[Data listing]
"""
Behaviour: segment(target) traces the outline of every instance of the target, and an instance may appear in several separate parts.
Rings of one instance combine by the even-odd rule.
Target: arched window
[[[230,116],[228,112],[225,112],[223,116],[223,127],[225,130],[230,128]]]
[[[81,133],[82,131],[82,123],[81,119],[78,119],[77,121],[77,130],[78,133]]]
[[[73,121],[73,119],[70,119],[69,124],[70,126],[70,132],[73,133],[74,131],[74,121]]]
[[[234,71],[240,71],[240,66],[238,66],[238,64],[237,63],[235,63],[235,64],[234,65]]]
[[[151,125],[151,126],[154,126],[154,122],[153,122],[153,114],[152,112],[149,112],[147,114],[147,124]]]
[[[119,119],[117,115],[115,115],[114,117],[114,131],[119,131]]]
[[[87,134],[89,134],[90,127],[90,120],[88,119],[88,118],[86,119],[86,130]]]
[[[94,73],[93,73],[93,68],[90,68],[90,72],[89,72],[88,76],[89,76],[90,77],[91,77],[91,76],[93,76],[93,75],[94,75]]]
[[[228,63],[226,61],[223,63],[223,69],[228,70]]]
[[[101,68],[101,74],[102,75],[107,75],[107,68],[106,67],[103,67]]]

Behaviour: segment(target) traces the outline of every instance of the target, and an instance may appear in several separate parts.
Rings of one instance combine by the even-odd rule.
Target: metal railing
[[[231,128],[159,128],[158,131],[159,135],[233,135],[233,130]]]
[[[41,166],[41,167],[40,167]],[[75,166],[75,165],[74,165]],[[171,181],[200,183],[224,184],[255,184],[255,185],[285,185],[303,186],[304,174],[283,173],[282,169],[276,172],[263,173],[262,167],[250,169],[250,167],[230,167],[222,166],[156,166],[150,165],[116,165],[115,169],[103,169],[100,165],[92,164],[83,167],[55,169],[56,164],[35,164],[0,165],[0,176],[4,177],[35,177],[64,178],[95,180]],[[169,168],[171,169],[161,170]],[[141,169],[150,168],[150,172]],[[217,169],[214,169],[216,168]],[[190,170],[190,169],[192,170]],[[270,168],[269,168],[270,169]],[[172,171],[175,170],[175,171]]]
"""
_PROBLEM:_ Can you edit the lines above so that "metal railing" reads "iron railing" and everything else stays unchanged?

_WRITTEN RESPONSE:_
Behaviour: segment(target) traces the outline of every instance of the target, and an instance may appear in several separate parts.
Rings of one instance combine by the even-odd rule.
Target: arched window
[[[230,116],[228,112],[225,112],[223,116],[223,127],[225,130],[230,128]]]
[[[81,133],[82,131],[82,123],[81,119],[78,119],[77,121],[77,130],[78,133]]]
[[[73,121],[73,119],[70,119],[69,124],[70,126],[70,132],[73,133],[74,131],[74,121]]]
[[[234,71],[240,71],[240,66],[238,66],[238,64],[237,63],[235,63],[235,64],[234,65]]]
[[[151,125],[151,126],[154,126],[154,122],[153,122],[153,114],[152,112],[149,112],[147,114],[147,124]]]
[[[119,119],[117,115],[115,115],[114,117],[114,131],[119,131]]]
[[[87,134],[89,134],[90,127],[90,120],[88,119],[88,118],[86,119],[86,130]]]
[[[94,73],[93,73],[93,68],[90,68],[90,72],[89,72],[88,76],[89,76],[90,77],[91,77],[91,76],[93,76],[93,75],[94,75]]]
[[[228,63],[226,61],[223,63],[223,69],[228,70]]]
[[[101,68],[101,74],[102,75],[107,75],[107,68],[106,67],[103,67]]]

Behaviour: segment(target) traces the outline of every instance of the target, and an instance may appear in several separate parts.
Rings of one instance combine by the even-odd rule.
Target: iron railing
[[[231,128],[159,128],[158,131],[159,135],[233,135],[233,130]]]
[[[41,166],[41,167],[40,167]],[[75,166],[75,165],[74,165]],[[171,181],[200,183],[224,184],[255,184],[255,185],[285,185],[303,186],[304,174],[283,173],[282,169],[276,172],[263,173],[262,167],[250,169],[250,167],[230,167],[222,166],[156,166],[150,165],[116,165],[115,169],[103,169],[100,165],[92,164],[83,167],[55,169],[56,164],[35,164],[0,165],[0,176],[4,177],[35,177],[64,178],[95,180]],[[169,168],[171,169],[161,170]],[[141,169],[150,168],[150,172]],[[217,169],[214,169],[216,168]],[[190,170],[190,169],[192,170]],[[270,168],[269,168],[270,169]],[[172,171],[175,170],[175,171]]]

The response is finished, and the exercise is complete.